# Record extracts
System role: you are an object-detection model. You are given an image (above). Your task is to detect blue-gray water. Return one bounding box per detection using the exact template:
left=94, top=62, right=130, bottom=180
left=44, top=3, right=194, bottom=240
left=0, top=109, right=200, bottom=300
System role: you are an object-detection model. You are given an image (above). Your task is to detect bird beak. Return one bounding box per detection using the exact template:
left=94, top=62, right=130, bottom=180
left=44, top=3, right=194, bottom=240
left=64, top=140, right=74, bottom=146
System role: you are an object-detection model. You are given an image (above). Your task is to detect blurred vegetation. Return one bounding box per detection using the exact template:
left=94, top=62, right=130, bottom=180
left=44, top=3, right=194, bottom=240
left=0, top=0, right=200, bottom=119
==
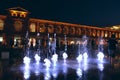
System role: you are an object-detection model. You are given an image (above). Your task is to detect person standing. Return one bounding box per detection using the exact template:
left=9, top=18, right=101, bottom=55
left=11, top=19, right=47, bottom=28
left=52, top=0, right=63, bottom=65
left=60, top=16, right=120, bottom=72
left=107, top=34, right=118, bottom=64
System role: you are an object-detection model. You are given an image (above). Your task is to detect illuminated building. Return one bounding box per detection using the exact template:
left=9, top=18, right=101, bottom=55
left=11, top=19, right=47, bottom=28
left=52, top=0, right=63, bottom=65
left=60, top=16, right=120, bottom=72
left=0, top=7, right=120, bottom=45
--
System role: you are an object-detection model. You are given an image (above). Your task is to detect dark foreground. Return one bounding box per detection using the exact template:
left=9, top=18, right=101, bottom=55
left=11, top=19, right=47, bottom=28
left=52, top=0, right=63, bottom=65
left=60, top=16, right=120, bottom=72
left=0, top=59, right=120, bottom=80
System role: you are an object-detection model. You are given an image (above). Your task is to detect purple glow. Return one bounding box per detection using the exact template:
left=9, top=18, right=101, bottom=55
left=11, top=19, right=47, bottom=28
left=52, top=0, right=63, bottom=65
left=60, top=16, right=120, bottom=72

# Goal
Output everything from the line containing "to detect bird" down to the line containing "left=64, top=140, right=74, bottom=146", both included, as a CSV with the columns text and answer. Use one row per record, put each value in a single quoted field, and replace line breaks with spaces.

# Exercise result
text,answer
"System role: you are an object-detection model. You are given an image (above). Your task is to detect bird beak. Return one bounding box per detection using the exact template: left=94, top=62, right=130, bottom=180 left=44, top=3, right=194, bottom=240","left=64, top=140, right=74, bottom=146"